Which lines of the material below contain the string "laptop"? Pull out each such line in full, matching case exactly.
------------------------------
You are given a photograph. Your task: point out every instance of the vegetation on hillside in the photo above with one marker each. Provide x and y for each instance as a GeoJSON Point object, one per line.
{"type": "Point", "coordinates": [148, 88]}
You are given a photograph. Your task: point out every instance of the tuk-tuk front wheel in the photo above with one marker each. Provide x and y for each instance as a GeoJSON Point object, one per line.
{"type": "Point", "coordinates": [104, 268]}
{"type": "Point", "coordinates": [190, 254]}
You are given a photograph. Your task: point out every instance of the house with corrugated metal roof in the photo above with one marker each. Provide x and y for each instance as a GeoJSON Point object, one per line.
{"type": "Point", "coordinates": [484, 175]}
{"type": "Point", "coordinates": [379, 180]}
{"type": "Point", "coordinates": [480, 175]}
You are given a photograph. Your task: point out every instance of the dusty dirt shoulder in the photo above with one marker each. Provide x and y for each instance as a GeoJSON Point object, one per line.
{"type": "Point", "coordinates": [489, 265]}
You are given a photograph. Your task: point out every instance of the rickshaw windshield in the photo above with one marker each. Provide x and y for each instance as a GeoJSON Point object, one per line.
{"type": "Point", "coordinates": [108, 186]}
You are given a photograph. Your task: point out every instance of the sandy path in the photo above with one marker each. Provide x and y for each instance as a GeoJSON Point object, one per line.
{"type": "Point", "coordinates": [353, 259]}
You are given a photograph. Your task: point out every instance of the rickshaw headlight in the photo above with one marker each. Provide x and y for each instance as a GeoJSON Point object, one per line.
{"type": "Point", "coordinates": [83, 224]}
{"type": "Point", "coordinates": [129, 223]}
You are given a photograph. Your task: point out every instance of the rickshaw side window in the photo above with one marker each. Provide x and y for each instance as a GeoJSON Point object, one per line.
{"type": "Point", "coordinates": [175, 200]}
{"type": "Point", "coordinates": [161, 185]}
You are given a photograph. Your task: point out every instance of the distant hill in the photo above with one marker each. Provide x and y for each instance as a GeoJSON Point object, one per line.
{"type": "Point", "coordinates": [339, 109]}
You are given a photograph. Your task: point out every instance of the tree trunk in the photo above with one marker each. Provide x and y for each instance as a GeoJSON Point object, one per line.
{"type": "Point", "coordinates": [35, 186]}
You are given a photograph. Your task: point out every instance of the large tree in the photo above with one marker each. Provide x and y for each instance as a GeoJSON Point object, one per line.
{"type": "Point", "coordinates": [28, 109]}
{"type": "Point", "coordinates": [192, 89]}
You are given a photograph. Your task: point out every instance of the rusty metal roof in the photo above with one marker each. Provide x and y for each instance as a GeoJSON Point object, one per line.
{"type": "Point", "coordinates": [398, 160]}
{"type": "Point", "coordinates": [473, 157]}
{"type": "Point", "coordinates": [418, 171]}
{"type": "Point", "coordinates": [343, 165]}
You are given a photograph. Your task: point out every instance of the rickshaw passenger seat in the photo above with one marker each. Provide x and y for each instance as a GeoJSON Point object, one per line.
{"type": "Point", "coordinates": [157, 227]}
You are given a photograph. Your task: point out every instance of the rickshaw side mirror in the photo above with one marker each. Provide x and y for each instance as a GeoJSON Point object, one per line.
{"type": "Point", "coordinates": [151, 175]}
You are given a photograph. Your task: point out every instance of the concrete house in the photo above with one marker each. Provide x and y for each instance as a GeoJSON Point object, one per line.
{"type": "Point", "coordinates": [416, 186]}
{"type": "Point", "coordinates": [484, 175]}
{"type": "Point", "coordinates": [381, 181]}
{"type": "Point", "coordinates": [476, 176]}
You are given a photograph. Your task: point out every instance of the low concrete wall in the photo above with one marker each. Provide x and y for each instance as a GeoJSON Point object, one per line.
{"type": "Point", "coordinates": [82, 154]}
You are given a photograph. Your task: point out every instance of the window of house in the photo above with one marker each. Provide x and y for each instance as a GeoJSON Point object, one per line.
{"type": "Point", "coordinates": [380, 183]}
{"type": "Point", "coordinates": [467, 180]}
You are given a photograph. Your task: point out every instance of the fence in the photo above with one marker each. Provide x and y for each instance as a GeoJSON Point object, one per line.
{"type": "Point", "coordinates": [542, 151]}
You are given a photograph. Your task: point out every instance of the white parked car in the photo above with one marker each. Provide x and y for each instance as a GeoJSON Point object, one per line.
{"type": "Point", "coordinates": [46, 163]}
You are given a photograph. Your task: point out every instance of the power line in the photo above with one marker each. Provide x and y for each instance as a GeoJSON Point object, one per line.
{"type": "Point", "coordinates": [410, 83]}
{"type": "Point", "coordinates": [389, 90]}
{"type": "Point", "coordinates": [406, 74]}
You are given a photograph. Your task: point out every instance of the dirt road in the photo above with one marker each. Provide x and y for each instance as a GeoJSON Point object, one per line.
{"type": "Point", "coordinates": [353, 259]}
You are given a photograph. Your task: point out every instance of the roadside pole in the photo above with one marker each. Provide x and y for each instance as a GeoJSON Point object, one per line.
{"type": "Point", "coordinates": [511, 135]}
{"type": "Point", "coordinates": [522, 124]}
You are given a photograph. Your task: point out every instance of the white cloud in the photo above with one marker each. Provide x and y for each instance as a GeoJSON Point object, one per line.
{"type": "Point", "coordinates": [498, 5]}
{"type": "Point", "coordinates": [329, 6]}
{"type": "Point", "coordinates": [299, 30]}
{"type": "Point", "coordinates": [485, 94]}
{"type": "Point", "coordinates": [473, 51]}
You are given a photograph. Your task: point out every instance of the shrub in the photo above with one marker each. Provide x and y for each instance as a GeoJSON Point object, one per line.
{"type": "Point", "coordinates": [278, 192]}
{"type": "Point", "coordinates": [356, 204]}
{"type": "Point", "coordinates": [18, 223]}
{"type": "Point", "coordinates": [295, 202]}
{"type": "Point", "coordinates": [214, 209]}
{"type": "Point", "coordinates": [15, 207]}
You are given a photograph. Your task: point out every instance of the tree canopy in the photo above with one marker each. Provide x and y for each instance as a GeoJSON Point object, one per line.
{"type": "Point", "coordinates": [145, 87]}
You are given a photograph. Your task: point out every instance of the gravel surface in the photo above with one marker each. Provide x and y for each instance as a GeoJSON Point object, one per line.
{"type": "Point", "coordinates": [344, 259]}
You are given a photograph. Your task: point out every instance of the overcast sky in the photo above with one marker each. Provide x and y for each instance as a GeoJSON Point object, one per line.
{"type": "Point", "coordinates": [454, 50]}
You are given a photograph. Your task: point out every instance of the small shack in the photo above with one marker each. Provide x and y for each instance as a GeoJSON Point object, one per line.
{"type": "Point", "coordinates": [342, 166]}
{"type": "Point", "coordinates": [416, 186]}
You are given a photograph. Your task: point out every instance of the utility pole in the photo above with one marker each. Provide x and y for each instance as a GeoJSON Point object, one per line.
------------------------------
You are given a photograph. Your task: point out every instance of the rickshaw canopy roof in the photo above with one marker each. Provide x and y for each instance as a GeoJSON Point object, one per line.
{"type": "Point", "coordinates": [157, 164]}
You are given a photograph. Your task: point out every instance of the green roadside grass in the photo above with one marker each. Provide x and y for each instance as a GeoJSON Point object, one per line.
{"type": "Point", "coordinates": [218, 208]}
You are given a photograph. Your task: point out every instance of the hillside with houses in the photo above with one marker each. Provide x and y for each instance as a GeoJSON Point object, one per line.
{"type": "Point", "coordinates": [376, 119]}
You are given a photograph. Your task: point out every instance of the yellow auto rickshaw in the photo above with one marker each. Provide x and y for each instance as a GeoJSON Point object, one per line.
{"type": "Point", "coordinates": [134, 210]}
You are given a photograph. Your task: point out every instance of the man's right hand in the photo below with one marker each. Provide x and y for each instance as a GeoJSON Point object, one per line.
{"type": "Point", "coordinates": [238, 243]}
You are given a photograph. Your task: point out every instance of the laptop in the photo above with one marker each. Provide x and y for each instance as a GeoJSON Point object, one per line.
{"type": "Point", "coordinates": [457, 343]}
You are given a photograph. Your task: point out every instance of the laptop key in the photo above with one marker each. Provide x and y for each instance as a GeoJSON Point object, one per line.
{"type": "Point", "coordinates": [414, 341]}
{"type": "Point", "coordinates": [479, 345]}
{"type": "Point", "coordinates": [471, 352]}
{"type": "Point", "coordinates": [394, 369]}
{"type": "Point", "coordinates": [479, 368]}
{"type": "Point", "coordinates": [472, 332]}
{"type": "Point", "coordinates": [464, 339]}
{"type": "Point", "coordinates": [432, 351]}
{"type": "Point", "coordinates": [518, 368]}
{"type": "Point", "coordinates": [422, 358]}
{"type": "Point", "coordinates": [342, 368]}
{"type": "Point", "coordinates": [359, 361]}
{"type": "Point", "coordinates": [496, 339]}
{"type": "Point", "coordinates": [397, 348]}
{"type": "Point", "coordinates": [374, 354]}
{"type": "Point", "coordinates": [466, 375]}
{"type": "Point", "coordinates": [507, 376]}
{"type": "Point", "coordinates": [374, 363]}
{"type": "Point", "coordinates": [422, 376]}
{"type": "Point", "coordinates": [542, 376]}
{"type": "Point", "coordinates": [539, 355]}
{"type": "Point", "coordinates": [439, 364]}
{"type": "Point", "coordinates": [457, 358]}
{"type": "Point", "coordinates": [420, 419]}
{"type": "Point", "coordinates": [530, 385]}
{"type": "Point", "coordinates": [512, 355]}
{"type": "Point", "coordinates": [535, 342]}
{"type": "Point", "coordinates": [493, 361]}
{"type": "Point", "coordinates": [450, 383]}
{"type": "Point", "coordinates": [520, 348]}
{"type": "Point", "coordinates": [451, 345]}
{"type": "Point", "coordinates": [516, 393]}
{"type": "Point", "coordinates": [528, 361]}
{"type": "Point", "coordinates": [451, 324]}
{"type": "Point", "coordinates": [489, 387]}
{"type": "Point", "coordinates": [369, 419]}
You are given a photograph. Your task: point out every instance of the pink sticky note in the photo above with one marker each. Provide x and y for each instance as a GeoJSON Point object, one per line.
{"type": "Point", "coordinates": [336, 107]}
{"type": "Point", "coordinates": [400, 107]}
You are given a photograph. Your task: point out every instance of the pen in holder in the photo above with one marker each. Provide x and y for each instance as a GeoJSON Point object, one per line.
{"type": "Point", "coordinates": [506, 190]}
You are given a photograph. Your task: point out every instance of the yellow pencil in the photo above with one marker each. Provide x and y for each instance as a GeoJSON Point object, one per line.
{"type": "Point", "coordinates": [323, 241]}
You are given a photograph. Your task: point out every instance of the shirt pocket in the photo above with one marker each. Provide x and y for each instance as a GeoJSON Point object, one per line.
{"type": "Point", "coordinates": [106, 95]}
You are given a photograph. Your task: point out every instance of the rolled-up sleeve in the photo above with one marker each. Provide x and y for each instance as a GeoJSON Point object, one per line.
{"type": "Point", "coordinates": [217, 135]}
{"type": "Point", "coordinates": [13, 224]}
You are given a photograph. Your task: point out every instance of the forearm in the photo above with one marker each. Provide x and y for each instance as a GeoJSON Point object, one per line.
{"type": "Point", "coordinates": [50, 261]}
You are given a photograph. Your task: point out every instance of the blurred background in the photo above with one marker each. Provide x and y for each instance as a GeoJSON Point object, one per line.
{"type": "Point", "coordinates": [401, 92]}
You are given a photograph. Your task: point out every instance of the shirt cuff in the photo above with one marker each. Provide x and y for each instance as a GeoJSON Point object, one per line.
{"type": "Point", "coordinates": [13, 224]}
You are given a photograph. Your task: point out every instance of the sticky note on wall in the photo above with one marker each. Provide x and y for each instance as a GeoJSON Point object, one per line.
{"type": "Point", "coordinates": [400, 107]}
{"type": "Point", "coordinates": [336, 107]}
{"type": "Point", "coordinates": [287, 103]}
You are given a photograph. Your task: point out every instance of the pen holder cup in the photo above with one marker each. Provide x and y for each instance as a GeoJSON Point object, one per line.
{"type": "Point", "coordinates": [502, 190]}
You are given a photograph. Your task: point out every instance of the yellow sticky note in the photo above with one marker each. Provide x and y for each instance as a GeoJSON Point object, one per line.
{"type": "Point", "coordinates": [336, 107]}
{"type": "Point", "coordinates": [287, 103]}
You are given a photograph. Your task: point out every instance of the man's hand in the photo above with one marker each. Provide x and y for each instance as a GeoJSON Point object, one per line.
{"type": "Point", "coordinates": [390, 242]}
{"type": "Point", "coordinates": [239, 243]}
------------------------------
▶ [Completed task]:
You are given a photograph. Your task: point out every instance of the laptop in the photo above with one marker each. Provide x and y for each instance as a GeoJSON Point object, one per line.
You are given a photograph. Your task: point out every instance of the laptop key in the photo above with one marker each. Provide x and y for each instance as a GeoJSON Point object, one per line.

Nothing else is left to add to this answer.